— CONSIGNE —
D'après la chronologie de l'automne 1939, combien de députés du « groupe ouvrier et paysan » ont été arrêtés le 8 octobre 1939 ?

26 août 1939. — Saisie et interdiction du journal L’Humanité.
2 septembre 1939. — Le parti communiste vote les crédits de guerre avant de se conformer à la position soviétique : dénonciation de la guerre impérialiste, des bourgeoisies française et britannique.
26 septembre 1939. — Dissolution du Parti communiste-SFIC.
28 septembre 1939. — Formation du « groupe ouvrier et paysan français » à la Chambre des députés ; traité germano-soviétique d’amitié et de délimitation des frontières, lequel propose de mettre fin à l’état de guerre.
1er octobre 1939. — Lettre du « groupe ouvrier et paysan » au président de la Chambre qui demande la conclusion d’une paix immédiate.
4 octobre 1939. — Désertion de Maurice Thorez ; il rejoint l’Union soviétique au début de novembre 1939.
8 octobre 1939. — Arrestation de trente-neuf députés du « groupe ouvrier et paysan ».
10 octobre 1939. — Arrestation de Prosper Môquet, député communiste, père de Guy Môquet.
26 octobre 1939. — Publication du premier numéro de L’Humanité clandestine.

— DONNÉES FOURNIES —
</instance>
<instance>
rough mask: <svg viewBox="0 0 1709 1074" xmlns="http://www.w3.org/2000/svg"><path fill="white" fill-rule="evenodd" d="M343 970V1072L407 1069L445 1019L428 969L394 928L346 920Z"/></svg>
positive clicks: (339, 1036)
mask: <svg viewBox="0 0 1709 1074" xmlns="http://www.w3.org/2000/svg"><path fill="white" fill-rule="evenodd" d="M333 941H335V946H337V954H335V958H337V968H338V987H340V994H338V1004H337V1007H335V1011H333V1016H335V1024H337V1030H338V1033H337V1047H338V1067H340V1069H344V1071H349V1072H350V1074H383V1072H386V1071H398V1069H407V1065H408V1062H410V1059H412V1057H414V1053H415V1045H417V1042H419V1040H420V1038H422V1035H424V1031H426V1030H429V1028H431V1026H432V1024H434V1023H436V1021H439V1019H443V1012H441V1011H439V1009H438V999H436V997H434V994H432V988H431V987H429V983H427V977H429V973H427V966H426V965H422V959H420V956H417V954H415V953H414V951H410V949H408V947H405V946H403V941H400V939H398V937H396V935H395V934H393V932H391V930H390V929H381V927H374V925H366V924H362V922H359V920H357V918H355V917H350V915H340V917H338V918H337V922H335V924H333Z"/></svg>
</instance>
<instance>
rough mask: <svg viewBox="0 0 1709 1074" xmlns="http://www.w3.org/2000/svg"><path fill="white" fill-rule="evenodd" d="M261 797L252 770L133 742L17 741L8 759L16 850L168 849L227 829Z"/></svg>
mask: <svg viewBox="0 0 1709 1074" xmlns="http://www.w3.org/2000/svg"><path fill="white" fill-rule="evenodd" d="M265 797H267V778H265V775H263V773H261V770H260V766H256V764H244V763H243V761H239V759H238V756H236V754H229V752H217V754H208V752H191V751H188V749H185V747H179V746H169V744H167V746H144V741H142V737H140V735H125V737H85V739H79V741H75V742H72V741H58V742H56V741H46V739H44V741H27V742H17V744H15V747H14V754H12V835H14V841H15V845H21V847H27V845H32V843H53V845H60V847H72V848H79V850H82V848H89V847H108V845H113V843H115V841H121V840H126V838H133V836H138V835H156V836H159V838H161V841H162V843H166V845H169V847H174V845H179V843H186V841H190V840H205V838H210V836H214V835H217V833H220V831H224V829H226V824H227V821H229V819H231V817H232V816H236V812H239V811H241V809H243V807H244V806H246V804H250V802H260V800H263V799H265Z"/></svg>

— CORRIGÉ —
Trente-neuf députés ont été arrêtés.